***** Article

Depuis 1898, Fulton, N.Y., abrite l’une des plus importantes chocolateries de Nestlé.

Les employés/es de l’usine de Fulton de la société suisse, au nombre de plus de 450, étaient fiers/ères du fait que l’usine soit le lieu d’origine de Nestlé Quick. Ils/elles tiraient toutefois une plus grande fierté encore du fait que leurs salaires leur permettaient d’être propriétaires de leurs maisons, d’envoyer leurs enfants à l’université et de planifier leur retraite.

La vie de ces travailleurs/euses, de leurs familles et de tous/tes les autres citoyens/nes de la ville a toutefois chaviré l’automne dernier lorsque la société a annoncé son intention de fermer définitivement l’usine de Fulton.

Les travailleurs/euses de Fulton ont-ils/elles perdu leur emploi parce qu’ils/elles n’étaient pas suffisamment productifs/ves pour faire leur place dans l’économie mondiale? Certainement pas. Les travailleurs/euses de Fulton présentaient le taux d’absentéisme le plus bas, le meilleur dossier de sécurité et le taux d’efficacité le plus élevé de leur division. L’usine était rentable pour la société.

Mais les travailleurs/euses présentaient une autre caractéristique : un âge moyen de 52 ans.

**********
***** Données enregistrées

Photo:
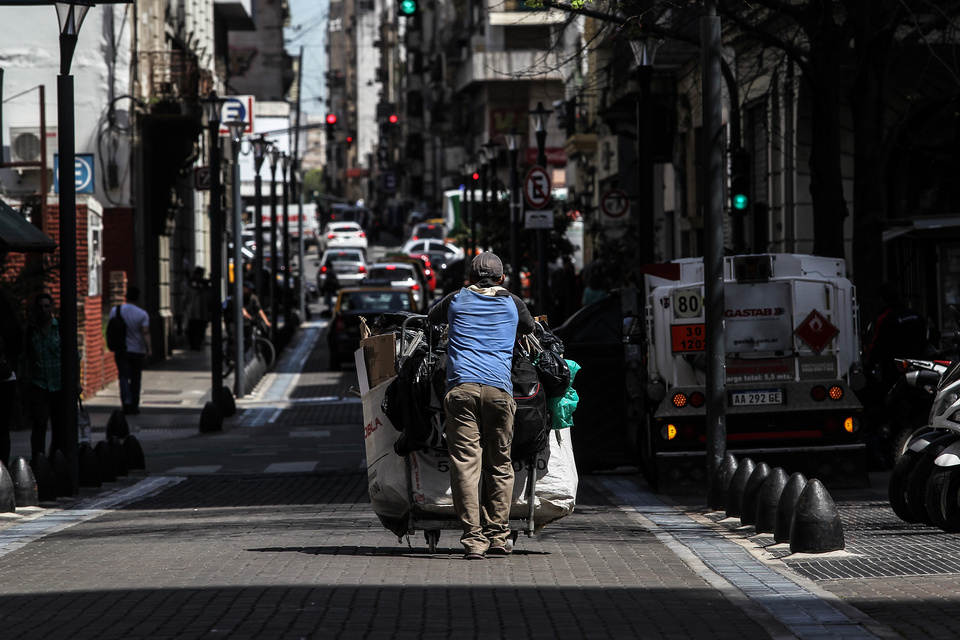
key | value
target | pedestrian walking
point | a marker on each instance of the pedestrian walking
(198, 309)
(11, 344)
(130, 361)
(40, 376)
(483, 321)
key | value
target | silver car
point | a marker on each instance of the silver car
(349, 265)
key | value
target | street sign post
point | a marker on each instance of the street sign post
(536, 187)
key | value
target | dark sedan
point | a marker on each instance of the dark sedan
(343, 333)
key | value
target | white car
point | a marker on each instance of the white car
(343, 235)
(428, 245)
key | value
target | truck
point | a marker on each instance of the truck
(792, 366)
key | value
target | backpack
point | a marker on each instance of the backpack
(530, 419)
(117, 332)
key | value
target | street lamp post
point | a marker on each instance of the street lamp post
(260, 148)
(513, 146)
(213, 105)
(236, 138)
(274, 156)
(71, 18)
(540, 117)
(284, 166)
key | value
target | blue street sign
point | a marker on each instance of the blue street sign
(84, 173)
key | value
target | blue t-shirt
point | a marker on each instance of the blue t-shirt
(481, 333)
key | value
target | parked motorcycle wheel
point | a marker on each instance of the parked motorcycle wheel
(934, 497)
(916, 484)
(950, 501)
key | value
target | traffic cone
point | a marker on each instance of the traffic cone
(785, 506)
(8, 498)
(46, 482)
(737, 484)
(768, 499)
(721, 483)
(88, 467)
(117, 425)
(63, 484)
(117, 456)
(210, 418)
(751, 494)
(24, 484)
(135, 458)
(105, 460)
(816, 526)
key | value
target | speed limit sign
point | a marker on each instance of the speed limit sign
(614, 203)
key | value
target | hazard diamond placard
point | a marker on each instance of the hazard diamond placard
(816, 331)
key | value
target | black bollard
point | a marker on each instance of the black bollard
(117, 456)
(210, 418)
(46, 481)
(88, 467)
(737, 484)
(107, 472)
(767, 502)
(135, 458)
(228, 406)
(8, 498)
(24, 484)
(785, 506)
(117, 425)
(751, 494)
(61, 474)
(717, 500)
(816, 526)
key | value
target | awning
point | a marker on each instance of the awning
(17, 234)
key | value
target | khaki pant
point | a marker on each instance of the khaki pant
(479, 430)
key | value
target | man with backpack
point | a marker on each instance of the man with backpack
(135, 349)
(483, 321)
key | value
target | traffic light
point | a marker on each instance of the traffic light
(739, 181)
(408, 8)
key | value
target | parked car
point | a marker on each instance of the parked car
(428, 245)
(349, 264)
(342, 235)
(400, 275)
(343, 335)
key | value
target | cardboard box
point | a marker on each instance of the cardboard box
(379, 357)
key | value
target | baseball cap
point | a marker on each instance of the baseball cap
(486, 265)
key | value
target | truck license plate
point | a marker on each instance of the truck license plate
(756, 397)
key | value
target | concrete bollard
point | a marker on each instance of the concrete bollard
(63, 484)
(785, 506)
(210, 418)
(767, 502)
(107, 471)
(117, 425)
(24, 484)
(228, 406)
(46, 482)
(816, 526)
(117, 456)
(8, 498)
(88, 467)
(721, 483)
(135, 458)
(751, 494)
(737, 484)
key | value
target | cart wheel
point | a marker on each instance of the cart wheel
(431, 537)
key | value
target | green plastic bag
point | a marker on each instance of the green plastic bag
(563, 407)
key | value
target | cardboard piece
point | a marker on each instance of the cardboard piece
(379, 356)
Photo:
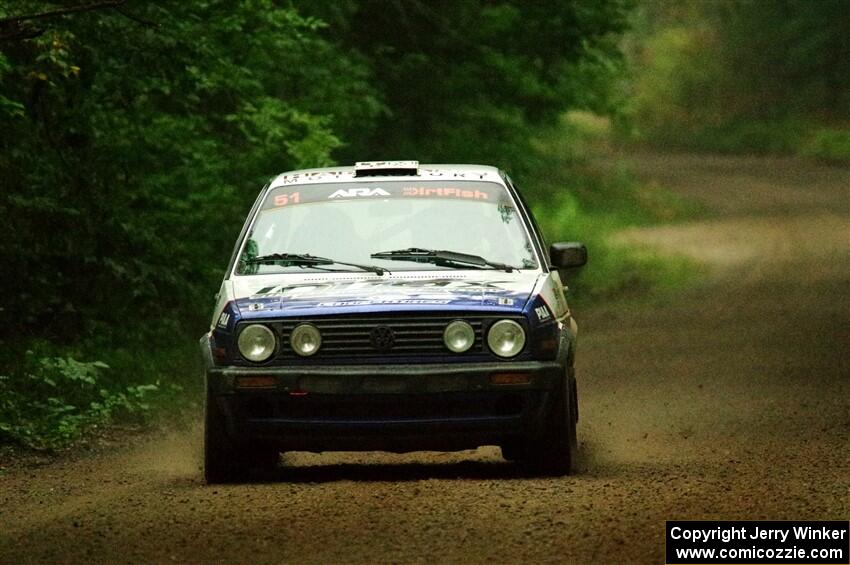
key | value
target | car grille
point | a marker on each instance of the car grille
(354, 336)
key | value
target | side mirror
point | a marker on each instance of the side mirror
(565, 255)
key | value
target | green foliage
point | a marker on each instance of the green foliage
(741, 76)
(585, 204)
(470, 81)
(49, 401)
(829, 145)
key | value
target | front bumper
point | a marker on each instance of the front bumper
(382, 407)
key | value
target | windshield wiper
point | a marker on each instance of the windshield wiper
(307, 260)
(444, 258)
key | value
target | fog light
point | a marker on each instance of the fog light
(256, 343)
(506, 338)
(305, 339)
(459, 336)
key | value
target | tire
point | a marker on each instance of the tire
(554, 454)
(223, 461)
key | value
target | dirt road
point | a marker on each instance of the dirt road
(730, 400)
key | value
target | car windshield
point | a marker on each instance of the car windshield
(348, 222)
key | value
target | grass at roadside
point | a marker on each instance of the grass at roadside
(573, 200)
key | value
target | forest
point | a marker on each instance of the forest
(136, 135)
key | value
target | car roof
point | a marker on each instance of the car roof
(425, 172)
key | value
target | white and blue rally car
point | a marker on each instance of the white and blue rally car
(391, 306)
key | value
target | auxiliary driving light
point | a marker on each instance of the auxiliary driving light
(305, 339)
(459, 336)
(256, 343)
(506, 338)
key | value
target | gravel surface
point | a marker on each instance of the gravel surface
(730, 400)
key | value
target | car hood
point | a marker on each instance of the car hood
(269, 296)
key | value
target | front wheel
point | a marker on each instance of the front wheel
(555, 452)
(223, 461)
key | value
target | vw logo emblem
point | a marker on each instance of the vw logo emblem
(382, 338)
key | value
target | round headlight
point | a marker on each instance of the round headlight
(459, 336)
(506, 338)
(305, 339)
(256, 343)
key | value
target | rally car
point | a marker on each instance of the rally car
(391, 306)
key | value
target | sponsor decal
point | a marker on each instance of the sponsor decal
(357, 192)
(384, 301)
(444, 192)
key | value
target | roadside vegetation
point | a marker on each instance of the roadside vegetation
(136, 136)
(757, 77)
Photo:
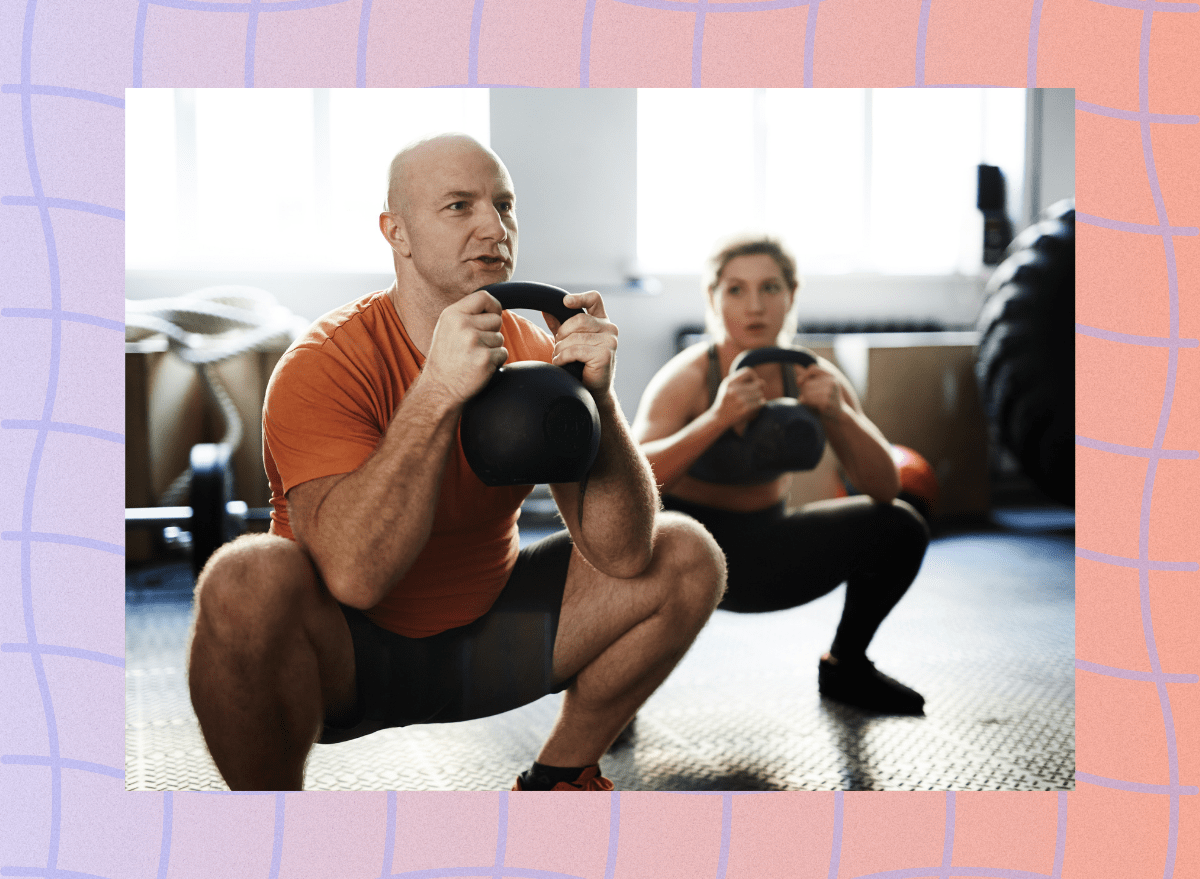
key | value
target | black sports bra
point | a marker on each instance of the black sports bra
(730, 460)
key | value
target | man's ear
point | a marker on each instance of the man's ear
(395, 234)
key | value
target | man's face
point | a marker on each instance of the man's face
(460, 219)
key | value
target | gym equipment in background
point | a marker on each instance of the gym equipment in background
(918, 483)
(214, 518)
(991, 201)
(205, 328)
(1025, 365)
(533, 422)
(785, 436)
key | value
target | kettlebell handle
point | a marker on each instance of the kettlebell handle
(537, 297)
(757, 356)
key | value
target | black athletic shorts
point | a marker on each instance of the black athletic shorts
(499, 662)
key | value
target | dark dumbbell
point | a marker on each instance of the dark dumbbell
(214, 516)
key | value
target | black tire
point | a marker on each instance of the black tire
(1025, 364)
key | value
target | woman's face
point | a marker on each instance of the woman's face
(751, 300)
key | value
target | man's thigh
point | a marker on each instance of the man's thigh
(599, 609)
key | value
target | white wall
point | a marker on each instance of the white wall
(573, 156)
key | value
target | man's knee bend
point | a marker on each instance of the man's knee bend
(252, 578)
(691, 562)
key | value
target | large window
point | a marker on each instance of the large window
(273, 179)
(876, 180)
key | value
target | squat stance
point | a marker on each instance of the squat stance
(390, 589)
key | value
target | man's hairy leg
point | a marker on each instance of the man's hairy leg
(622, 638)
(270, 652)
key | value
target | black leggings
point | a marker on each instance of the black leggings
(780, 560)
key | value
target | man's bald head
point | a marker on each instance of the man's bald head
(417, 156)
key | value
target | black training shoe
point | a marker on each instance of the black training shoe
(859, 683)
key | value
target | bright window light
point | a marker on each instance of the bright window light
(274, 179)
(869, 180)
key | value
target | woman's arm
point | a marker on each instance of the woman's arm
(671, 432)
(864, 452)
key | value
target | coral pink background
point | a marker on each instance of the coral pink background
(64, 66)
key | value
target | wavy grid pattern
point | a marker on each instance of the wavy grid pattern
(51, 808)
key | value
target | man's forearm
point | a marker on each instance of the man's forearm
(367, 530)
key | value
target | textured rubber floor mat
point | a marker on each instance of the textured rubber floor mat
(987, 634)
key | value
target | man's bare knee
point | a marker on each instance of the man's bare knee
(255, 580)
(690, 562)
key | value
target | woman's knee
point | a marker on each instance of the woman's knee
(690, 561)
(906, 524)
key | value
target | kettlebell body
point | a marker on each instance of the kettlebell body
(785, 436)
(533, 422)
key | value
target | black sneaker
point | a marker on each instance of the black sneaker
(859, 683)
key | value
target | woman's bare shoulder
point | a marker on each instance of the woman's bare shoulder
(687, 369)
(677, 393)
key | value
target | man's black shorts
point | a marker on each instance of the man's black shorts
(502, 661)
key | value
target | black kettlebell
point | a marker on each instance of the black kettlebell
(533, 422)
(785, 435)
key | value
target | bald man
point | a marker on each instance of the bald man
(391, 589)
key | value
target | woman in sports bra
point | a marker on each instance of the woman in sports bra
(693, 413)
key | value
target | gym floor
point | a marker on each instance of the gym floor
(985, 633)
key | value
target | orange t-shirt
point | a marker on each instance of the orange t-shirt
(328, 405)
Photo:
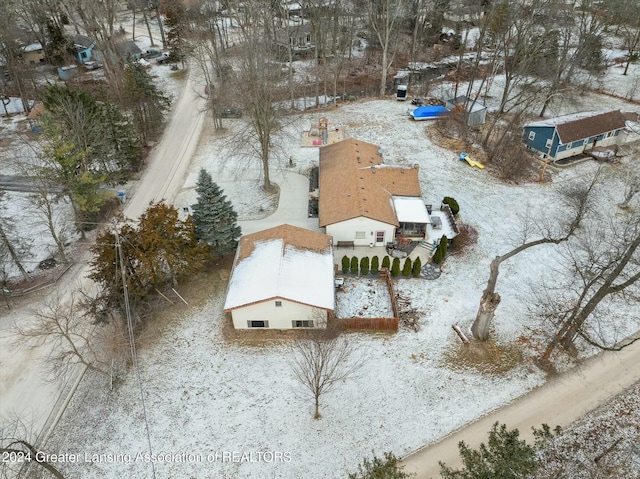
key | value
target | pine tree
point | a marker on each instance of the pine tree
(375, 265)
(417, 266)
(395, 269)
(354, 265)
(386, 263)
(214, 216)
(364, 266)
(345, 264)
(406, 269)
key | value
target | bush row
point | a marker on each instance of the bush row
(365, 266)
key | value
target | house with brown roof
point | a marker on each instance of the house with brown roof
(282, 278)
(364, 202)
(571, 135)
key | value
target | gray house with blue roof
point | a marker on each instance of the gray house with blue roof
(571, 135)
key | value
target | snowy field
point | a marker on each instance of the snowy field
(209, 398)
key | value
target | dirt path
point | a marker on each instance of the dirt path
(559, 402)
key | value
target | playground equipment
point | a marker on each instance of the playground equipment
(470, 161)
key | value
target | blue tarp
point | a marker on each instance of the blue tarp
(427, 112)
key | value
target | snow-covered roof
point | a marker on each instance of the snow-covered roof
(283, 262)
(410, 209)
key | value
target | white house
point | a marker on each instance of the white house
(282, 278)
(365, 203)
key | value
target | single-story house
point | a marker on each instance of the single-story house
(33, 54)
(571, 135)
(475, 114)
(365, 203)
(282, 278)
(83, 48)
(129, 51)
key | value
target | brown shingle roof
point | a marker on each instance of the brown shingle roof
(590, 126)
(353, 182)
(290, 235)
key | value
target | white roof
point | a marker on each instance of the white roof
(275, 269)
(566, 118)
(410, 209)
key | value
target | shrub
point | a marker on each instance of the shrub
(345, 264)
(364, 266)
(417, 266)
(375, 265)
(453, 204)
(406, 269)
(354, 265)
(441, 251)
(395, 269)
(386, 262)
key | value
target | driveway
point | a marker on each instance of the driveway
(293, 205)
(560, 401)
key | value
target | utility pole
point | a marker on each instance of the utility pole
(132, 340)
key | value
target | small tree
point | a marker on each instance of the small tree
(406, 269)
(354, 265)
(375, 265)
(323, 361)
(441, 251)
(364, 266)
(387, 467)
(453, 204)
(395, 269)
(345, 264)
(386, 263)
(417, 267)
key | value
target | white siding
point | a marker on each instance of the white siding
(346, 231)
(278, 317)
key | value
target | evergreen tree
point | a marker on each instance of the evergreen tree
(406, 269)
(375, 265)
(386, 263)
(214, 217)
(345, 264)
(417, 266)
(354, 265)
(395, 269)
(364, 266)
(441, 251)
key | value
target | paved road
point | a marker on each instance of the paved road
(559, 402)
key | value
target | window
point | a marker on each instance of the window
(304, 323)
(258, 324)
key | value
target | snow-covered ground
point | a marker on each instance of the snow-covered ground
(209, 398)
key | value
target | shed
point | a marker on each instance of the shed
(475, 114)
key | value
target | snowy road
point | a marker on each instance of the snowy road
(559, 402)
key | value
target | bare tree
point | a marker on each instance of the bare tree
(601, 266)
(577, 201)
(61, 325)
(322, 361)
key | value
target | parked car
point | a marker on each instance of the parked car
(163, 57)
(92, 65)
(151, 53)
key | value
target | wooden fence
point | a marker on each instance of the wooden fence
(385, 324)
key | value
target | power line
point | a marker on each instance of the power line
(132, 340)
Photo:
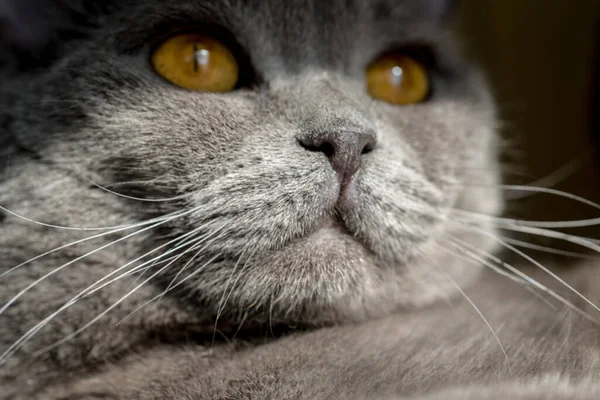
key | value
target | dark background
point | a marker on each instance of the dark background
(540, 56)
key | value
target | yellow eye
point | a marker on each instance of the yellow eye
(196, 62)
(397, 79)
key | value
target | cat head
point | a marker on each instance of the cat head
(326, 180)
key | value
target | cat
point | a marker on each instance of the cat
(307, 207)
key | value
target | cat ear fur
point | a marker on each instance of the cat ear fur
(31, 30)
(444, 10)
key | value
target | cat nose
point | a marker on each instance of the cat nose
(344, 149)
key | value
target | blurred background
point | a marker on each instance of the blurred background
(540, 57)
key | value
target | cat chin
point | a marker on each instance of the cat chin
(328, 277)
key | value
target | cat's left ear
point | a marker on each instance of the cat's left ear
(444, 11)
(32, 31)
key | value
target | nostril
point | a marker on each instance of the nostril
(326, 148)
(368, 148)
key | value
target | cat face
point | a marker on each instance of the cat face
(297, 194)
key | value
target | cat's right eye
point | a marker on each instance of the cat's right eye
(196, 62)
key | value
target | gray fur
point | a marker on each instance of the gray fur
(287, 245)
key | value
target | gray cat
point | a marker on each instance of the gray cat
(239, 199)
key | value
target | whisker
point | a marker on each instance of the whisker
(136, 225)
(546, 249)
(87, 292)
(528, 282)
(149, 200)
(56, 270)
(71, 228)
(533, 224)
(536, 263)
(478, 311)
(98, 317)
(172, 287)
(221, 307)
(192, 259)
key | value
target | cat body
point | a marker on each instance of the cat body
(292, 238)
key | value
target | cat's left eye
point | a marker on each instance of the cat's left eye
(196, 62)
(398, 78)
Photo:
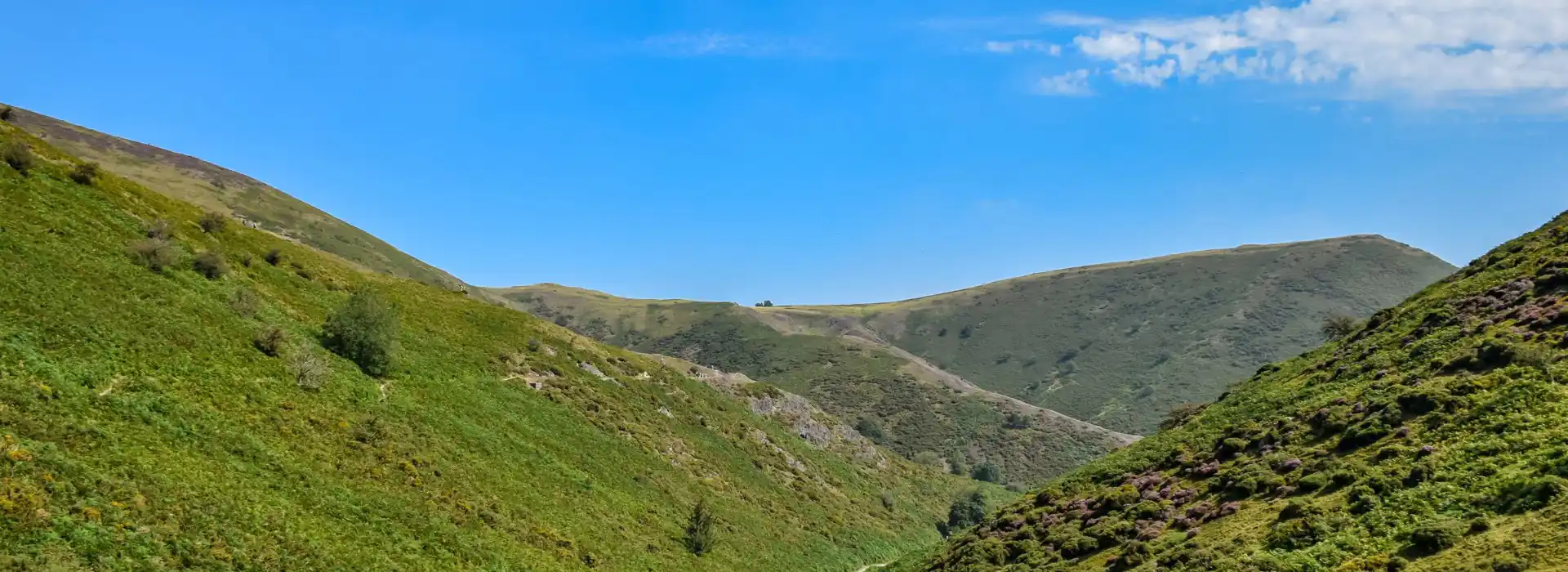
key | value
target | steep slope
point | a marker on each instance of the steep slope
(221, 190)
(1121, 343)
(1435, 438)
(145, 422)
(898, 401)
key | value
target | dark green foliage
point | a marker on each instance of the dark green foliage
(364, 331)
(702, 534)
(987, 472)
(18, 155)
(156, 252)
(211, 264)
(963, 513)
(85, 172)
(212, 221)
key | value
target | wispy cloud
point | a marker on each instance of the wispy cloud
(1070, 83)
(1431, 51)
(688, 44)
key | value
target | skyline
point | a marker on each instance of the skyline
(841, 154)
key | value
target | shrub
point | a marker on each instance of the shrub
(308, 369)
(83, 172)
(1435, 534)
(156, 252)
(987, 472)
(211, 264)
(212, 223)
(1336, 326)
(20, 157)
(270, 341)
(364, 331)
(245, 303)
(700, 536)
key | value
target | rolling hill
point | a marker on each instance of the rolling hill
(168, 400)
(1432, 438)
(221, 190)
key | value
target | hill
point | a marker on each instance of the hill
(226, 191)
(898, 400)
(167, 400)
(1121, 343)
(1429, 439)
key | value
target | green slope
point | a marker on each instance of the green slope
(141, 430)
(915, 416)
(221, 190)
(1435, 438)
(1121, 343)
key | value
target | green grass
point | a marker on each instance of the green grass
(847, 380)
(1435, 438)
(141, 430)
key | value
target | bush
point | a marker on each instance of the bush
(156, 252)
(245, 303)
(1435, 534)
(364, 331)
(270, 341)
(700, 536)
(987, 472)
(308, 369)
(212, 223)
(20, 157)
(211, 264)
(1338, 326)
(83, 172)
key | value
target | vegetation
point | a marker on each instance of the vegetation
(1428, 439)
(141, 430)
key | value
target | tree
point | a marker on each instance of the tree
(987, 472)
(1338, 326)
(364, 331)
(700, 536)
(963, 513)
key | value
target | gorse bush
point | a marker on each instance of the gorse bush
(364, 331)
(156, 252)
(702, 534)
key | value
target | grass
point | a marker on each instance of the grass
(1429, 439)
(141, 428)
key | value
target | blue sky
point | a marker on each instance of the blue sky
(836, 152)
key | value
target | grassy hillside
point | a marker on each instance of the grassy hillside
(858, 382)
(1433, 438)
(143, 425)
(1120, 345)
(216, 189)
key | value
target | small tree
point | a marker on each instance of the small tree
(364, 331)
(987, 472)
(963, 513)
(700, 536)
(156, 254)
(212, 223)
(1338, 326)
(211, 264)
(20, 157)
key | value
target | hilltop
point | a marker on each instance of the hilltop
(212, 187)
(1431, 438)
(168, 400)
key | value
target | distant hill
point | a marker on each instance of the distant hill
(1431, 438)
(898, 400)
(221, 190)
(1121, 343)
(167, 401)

**********

Objectif 1: Dans l'article sur l'usine de Fulton, recopiez tout ce qui va de « La vie de ces » jusqu'à « pour la société. » en remplaçant « l’automne dernier » par « le printemps dernier ».
Objectif 2: Prolongez l'article sur l'usine de Fulton à la suite de sa dernière phrase.
Les items n'ont aucun lien avec l'article sur l'usine de Fulton.

Réponse écrite 1:
La vie de ces travailleurs/euses, de leurs familles et de tous/tes les autres citoyens/nes de la ville a toutefois chaviré le printemps dernier lorsque la société a annoncé son intention de fermer définitivement l’usine de Fulton.

Les travailleurs/euses de Fulton ont-ils/elles perdu leur emploi parce qu’ils/elles n’étaient pas suffisamment productifs/ves pour faire leur place dans l’économie mondiale? Certainement pas. Les travailleurs/euses de Fulton présentaient le taux d’absentéisme le plus bas, le meilleur dossier de sécurité et le taux d’efficacité le plus élevé de leur division. L’usine était rentable pour la société.

Réponse écrite 2:
Plusieurs d’entre eux/elles approchaient de la retraite et du versement de la rente de retraite négociée pour eux/elles il y a plusieurs années par le Retail, Wholesale and Department Store Union. Plus vite la société fermera l’usine de Milton, moins elle devra verser dans la caisse de retraite des travailleurs/euses. En évitant ces charges, Nestlé pourra économiser des millions de dollars.

La « rapacité corporative » peut apparaître comme une de ces expressions démodées de la « lutte des classes », mais elle n’en reste pas moins la seule explication de la suppression des emplois des travailleurs/euses de Fulton.

Nestlé est aujourd’hui la plus grande société mondiale du secteur de l’alimentation. Dans l’année précédant l’annonce de la fermeture de l’usine de Fulton, son chiffre d’affaires mondial s’est élevé à USD 47 milliards. Au cours de la seule année 2000, l’action de Nestlé s’est appréciée de 30% et reste encore aujourd’hui considérée comme un placement solide, malgré les incertitudes du marché.

Le problème de Nestlé n’est pas que la société lutte pour sa survie ou que l’usine de Fulton lui coûte de l’argent. Le problème réside plutôt dans le fait que, dans l’esprit de la direction de la société, avoir du succès et réaliser de bons bénéfices ne suffit pas: la direction en voulait encore plus, et plus rapidement.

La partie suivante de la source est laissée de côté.